> _Aim of the exercise_
Please rewrite the lines of the listing below starting at the line containing "on the hanging" and ending at the line containing "296, 48, 410, 98", replacing "hanging banner" with "suspended banner" and leaving everything else unchanged.

Region labeling records
▬▬▬

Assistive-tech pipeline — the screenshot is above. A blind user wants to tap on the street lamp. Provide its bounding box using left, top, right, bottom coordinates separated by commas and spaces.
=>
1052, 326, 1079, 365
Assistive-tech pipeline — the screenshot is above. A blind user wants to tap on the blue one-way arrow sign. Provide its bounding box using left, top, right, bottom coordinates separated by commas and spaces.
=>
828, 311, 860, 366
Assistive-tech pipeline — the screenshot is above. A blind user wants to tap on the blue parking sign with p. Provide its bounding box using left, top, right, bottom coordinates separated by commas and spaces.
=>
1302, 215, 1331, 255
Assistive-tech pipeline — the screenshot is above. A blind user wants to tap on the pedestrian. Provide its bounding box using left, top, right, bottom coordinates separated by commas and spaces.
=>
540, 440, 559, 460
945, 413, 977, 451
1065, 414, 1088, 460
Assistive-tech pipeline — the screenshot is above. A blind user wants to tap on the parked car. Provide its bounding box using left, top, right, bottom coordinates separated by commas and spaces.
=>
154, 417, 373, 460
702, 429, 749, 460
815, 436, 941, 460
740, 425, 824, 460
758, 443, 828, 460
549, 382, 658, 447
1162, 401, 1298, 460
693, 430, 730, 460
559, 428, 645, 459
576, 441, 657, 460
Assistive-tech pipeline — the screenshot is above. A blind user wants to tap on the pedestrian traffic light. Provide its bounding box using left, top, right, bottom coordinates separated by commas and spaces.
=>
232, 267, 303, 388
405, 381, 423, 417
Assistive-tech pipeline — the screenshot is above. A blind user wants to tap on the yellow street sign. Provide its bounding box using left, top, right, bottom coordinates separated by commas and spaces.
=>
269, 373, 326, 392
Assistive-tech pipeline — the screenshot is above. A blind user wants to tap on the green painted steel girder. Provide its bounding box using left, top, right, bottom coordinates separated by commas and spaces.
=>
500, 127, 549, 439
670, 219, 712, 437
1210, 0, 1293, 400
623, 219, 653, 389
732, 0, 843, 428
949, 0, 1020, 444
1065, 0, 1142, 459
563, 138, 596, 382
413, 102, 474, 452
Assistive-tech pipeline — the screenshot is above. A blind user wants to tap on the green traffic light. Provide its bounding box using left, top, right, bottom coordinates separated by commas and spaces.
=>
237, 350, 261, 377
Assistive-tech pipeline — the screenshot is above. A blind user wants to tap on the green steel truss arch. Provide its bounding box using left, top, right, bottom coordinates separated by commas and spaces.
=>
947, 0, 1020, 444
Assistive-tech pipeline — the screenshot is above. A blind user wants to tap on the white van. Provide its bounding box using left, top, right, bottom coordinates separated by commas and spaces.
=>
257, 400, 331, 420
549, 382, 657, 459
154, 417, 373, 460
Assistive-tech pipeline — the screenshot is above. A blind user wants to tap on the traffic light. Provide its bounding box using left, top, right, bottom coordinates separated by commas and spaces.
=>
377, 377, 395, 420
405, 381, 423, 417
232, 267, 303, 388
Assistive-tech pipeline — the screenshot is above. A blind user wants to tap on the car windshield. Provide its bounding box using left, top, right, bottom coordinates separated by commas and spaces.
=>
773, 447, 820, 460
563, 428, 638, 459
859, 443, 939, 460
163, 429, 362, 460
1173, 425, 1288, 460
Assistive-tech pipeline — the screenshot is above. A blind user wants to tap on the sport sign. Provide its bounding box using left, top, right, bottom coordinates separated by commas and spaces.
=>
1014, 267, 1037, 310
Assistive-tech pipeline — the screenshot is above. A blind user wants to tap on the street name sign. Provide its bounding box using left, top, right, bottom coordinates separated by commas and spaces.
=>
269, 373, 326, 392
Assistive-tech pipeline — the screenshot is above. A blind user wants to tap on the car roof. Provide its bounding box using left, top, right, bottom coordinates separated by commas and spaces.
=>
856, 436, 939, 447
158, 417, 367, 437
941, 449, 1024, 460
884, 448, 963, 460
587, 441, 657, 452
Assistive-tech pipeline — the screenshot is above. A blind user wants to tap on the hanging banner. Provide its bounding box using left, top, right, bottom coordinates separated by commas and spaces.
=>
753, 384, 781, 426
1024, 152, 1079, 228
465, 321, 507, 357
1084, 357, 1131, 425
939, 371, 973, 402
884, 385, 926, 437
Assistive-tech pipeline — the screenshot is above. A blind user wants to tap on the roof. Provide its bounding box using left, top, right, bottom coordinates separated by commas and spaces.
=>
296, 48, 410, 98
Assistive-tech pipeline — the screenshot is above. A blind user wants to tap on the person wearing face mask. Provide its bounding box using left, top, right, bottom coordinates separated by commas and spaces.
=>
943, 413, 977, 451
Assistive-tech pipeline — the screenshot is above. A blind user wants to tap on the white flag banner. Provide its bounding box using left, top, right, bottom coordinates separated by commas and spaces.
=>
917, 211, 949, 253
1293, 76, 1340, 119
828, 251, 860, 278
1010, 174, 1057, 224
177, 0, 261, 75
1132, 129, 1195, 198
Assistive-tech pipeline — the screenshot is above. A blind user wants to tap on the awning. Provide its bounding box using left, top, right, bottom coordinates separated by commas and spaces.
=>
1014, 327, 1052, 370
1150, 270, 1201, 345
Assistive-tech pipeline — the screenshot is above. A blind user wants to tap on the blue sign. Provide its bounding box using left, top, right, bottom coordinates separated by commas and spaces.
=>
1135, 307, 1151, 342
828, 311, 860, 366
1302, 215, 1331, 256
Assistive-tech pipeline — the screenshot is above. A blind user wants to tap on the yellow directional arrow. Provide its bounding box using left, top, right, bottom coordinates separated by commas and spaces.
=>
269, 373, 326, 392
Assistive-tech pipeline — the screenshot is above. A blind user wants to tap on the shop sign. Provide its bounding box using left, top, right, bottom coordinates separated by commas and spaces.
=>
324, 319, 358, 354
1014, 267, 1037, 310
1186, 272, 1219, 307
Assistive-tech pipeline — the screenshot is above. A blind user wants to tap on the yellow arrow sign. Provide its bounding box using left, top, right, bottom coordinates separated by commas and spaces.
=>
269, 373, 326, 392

▬▬▬

> _Written answer_
Assistive-tech pipeline — the screenshot is above. A blind user wants to tap on the suspended banner. Provide its bounding box using left, top, right, bottom coordinates separated by commas and spaces.
=>
753, 384, 781, 426
1024, 152, 1079, 228
465, 321, 507, 357
1084, 357, 1131, 425
939, 371, 973, 402
884, 385, 926, 437
Assistive-tech pipeline — the screenshot is above. A blind user wants to tap on the roof. Provide its bounding box using left, top, right, bottom coordinates separated by commas and spaces.
=>
296, 48, 410, 98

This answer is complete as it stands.